TASK 1: List the higher-level tools for scaling analyses that the computational resources text names for Apache Spark.
TASK 2: According to the computational resources text, in what town is the Shared Computing Cluster located?
TASK 3: Reproduce the part of the computational resources text that starts at "In addition for" and ends at "for genomic research.".

EXTRACT TO READ:
---------------

Computational Resources

The Biomedical Genetics Researchers have available for their compute and data intensive research the Boston University Shared Computing Cluster (SCC). The SCC is located in Holyoke, MA, site of the LEED Platinum certified Massachusetts Green High Performance Computing Center (MGHPCC) where energy is plentiful, clean, and inexpensive. Two pairs of 10Gigabit Ethernet network connections between the MGHPCC and the BU campus provide extremely fast data transfer between the two locations. The SCC is a heterogeneous Linux cluster composed of both shared and buy-incomponents. The system currently includes over 2600 shared processors, over 5100 buy-in processors, a combined 244 GPUs, and over two petabytes of storage (approximately 75% of this is Buy-in storage) for research data. The SCC is suitable for high-performance computing for both compute and storage intensive analyses required for bioinformatics and genomics research. An detail summary of the SCC resource can be found here. Research Computing installs and maintains an extensive set of bioinformatics, genomic and statistical modules that have been installed for supporting an extensive range of processing and analyses.

In addition for scalable data intensive research for the processing of large sequencing and variant files, a Shared Hadoop Cluster is also available that runs Apache Spark. Apache Spark is a fast and general-purpose cluster computing system that has high-level APIs in Java, Scala, Python and R. Many higher level tools are available to scale analyses: Spark SQL for SQL and structured data processing, MLlib for machine learning, GraphX for graph processing, and SparkR for statistical analyses. The redesigned-for-Spark GATK 4 software will soon be available for performing variant discovery analysis in high-throughput sequencing (HTS) data to take advantage of this Spark distributed computing framework to speed up robust pipelines for genomic research.

---------------

RECORDED DATA:
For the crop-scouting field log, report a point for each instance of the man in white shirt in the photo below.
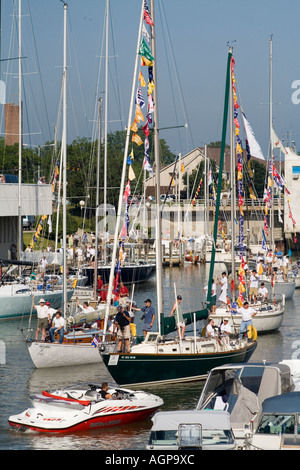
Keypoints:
(43, 317)
(57, 327)
(226, 328)
(224, 286)
(247, 314)
(263, 292)
(85, 307)
(253, 285)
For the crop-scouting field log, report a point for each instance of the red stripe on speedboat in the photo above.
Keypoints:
(56, 397)
(96, 423)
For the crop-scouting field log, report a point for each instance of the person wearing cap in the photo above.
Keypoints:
(52, 311)
(180, 324)
(58, 325)
(247, 314)
(148, 316)
(225, 328)
(43, 317)
(122, 325)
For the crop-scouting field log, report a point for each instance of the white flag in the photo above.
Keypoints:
(255, 149)
(276, 142)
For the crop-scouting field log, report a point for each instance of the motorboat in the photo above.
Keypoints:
(160, 359)
(81, 407)
(241, 389)
(269, 315)
(191, 430)
(16, 299)
(278, 427)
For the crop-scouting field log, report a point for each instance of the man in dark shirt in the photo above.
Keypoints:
(122, 324)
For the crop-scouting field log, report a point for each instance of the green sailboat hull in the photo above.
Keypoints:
(135, 369)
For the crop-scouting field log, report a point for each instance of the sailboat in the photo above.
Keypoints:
(76, 349)
(160, 359)
(270, 313)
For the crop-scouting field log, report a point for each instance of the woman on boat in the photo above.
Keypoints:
(180, 324)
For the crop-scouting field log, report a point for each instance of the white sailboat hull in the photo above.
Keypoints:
(45, 355)
(16, 299)
(264, 321)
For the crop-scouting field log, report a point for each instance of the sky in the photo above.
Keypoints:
(192, 38)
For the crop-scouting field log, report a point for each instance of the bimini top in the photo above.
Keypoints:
(286, 403)
(209, 419)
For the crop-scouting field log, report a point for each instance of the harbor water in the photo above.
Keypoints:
(19, 379)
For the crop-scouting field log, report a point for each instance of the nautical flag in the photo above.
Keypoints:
(255, 150)
(136, 138)
(277, 178)
(146, 34)
(146, 62)
(147, 16)
(145, 51)
(95, 342)
(142, 80)
(139, 98)
(130, 158)
(276, 142)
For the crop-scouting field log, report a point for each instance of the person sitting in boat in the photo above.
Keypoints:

---------------

RESPONSE AREA 1: Spark SQL, MLlib, GraphX, SparkR

RESPONSE AREA 2: Holyoke, MA

RESPONSE AREA 3:
In addition for scalable data intensive research for the processing of large sequencing and variant files, a Shared Hadoop Cluster is also available that runs Apache Spark. Apache Spark is a fast and general-purpose cluster computing system that has high-level APIs in Java, Scala, Python and R. Many higher level tools are available to scale analyses: Spark SQL for SQL and structured data processing, MLlib for machine learning, GraphX for graph processing, and SparkR for statistical analyses. The redesigned-for-Spark GATK 4 software will soon be available for performing variant discovery analysis in high-throughput sequencing (HTS) data to take advantage of this Spark distributed computing framework to speed up robust pipelines for genomic research.